Task instructions: Present the data once more in exactly its original form.
>> BEGIN Exercise data
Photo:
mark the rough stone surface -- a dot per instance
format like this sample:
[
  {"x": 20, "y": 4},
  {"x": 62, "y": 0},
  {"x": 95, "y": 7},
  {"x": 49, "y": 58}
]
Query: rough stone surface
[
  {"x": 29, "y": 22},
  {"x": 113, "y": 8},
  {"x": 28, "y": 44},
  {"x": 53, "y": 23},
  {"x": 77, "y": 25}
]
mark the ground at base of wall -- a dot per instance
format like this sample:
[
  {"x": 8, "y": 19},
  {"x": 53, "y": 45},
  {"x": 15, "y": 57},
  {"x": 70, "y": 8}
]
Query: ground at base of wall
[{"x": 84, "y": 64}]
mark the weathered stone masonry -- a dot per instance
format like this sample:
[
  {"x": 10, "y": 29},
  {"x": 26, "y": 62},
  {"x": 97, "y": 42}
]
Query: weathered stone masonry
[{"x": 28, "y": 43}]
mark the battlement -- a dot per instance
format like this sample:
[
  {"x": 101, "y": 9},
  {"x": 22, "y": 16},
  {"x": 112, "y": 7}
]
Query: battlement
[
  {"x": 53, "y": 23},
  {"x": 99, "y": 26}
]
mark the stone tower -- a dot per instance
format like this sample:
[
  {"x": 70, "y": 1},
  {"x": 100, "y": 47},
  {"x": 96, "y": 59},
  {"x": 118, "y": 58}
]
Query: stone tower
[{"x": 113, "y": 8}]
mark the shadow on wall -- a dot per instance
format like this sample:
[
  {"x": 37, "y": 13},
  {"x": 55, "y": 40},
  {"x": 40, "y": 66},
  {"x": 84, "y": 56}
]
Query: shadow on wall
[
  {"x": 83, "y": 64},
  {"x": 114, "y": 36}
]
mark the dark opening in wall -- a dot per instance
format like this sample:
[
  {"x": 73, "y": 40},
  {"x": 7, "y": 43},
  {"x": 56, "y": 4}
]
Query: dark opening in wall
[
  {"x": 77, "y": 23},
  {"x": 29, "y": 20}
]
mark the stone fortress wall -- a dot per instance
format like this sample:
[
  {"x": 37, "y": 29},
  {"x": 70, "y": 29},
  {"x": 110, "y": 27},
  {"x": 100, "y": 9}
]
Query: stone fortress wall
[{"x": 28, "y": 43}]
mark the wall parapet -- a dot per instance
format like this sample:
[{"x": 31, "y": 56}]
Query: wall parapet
>> END Exercise data
Answer to this task:
Photo:
mark the rough stone surface -- a dot per instance
format like this sample:
[
  {"x": 20, "y": 4},
  {"x": 62, "y": 0},
  {"x": 95, "y": 7},
  {"x": 49, "y": 58}
]
Query: rough stone surface
[
  {"x": 29, "y": 22},
  {"x": 113, "y": 8},
  {"x": 28, "y": 44},
  {"x": 53, "y": 23},
  {"x": 77, "y": 25}
]
mark the ground at base of wall -- a dot per instance
format like this sample:
[
  {"x": 8, "y": 19},
  {"x": 53, "y": 45},
  {"x": 15, "y": 57},
  {"x": 70, "y": 8}
]
Query: ground at base of wall
[{"x": 84, "y": 64}]
mark the weathered stone masonry -- a dot per instance
format like this sample:
[
  {"x": 10, "y": 29},
  {"x": 26, "y": 62},
  {"x": 97, "y": 42}
]
Query: weathered stone masonry
[{"x": 28, "y": 43}]
mark the battlement -- a dot per instance
format like this sample:
[
  {"x": 101, "y": 9},
  {"x": 22, "y": 16},
  {"x": 112, "y": 7}
]
Query: battlement
[
  {"x": 53, "y": 23},
  {"x": 99, "y": 26}
]
mark the stone tower -- a dot per instance
format like this sample:
[
  {"x": 70, "y": 1},
  {"x": 100, "y": 47},
  {"x": 96, "y": 59},
  {"x": 118, "y": 58}
]
Query: stone tower
[{"x": 113, "y": 8}]
mark the shadow on wall -- a dot per instance
format like this sample:
[
  {"x": 37, "y": 13},
  {"x": 55, "y": 40},
  {"x": 40, "y": 66},
  {"x": 84, "y": 56}
]
Query: shadow on wall
[
  {"x": 83, "y": 64},
  {"x": 114, "y": 36}
]
mark the dark opening in wall -- a dot per instance
format like this sample:
[
  {"x": 73, "y": 40},
  {"x": 7, "y": 43},
  {"x": 56, "y": 4}
]
Query: dark opening in wall
[
  {"x": 77, "y": 23},
  {"x": 29, "y": 20}
]
mark the stone fortress wall -- a dot per instance
format like this sample:
[
  {"x": 37, "y": 29},
  {"x": 70, "y": 29},
  {"x": 110, "y": 27},
  {"x": 100, "y": 9}
]
Query: stone fortress wall
[{"x": 28, "y": 43}]
mark the wall parapet -- a dot per instance
format like this sample:
[{"x": 31, "y": 56}]
Query: wall parapet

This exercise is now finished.